Point labeling examples
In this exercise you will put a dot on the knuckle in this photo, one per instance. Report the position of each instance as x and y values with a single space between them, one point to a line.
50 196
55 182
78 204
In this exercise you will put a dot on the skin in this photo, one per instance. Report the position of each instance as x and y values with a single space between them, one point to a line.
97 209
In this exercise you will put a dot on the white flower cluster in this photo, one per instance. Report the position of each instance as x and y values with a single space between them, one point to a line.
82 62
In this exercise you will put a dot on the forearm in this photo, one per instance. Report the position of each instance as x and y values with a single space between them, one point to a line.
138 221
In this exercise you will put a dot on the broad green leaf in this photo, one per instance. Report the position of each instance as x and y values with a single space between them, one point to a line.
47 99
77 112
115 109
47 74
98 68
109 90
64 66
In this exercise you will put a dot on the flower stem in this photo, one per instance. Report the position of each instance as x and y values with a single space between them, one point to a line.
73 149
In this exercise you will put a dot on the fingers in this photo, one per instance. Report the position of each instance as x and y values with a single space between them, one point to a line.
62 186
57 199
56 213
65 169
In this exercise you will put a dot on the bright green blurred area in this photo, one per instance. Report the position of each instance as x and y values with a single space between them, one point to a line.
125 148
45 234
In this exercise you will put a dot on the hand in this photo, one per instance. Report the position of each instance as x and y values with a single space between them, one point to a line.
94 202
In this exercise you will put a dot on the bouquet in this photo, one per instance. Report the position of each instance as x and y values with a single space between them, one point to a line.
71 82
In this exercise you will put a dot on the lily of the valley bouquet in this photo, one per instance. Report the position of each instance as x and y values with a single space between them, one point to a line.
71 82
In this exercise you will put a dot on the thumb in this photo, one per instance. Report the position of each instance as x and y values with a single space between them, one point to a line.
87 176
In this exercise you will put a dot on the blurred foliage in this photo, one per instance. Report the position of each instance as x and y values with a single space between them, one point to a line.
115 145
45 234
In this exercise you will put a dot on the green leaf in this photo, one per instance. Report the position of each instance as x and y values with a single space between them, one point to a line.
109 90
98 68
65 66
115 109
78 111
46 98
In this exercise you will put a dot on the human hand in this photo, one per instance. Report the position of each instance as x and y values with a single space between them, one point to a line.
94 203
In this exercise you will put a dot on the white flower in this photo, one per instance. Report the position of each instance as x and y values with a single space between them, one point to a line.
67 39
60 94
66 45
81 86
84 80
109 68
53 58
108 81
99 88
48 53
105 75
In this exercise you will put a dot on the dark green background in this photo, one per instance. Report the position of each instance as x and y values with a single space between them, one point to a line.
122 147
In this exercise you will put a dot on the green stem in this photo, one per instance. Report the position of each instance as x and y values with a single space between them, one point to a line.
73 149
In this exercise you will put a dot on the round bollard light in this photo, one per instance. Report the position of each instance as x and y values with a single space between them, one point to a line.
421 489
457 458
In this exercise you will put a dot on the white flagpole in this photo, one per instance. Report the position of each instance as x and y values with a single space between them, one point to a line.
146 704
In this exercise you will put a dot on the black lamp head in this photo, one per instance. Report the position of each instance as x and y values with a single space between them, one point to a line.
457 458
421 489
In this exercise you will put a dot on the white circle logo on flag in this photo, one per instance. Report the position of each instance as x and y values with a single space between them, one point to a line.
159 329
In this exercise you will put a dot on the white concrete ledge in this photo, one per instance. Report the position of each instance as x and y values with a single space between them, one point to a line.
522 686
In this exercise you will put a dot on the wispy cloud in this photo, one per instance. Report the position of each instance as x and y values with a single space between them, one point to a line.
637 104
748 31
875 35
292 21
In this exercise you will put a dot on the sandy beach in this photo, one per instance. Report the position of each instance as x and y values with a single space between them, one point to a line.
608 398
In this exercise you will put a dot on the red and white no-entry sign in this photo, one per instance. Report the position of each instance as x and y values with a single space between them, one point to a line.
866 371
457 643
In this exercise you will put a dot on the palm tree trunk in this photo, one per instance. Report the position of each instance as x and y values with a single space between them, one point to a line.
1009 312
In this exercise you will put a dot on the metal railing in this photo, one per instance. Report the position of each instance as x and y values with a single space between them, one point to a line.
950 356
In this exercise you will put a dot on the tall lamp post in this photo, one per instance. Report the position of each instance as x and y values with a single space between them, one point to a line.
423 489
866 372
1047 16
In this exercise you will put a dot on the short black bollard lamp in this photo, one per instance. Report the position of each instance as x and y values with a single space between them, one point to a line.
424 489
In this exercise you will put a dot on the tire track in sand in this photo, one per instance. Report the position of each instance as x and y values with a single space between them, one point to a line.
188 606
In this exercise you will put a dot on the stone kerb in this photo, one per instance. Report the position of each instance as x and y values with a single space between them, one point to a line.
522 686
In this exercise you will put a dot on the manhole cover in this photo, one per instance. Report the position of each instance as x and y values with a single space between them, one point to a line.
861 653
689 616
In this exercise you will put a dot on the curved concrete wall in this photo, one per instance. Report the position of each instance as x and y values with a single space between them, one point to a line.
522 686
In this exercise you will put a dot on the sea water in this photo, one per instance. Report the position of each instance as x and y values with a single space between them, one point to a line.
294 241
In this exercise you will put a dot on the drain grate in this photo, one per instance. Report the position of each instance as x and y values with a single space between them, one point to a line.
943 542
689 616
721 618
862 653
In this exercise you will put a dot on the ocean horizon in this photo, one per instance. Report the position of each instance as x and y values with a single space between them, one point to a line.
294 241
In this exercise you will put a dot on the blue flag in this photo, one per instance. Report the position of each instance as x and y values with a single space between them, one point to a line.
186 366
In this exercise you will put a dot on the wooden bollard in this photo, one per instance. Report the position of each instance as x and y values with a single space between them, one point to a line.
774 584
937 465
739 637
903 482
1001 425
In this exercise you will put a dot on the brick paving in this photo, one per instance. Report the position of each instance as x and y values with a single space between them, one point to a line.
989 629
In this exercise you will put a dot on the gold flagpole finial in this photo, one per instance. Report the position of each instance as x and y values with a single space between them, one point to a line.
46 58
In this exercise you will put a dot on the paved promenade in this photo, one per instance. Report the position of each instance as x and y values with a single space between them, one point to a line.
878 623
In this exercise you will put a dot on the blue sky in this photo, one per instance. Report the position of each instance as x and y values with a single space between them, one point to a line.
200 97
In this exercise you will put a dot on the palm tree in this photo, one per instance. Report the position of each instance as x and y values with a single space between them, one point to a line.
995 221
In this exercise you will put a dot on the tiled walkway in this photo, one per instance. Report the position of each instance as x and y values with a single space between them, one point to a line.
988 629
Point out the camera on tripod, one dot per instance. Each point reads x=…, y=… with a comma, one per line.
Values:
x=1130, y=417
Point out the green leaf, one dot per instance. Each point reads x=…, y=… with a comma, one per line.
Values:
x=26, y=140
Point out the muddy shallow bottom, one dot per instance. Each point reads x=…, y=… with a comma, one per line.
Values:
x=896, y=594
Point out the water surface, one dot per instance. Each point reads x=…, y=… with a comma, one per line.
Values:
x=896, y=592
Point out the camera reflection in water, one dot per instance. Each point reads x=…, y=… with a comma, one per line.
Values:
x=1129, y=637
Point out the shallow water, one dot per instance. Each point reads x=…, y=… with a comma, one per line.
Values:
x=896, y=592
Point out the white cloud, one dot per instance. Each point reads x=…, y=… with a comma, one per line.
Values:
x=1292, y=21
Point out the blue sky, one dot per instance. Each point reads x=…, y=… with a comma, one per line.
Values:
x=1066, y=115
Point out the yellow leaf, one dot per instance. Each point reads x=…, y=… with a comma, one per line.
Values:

**EXERCISE BRIEF**
Copy the records word for word, beginning at the line that contains "Point out the camera reflection" and continuing through the final line of the records.

**ANSWER BELOW**
Point out the camera reflection in water, one dot per instance. Each point reads x=…, y=… with a comma, one per line.
Values:
x=1129, y=637
Point out the shallow water, one dot per instance. Each point reads x=…, y=… with a comma, one per line.
Values:
x=896, y=592
Point out the white cloud, one dot per instance. Each point reads x=…, y=… with a comma, one per line.
Values:
x=1292, y=21
Point out the blue sky, one dot per instance. Each point reads x=…, y=… with a comma, one per line.
Values:
x=1066, y=115
Point out the yellow leaf, one dot per instance. Each point reads x=…, y=… with a comma, one per line.
Values:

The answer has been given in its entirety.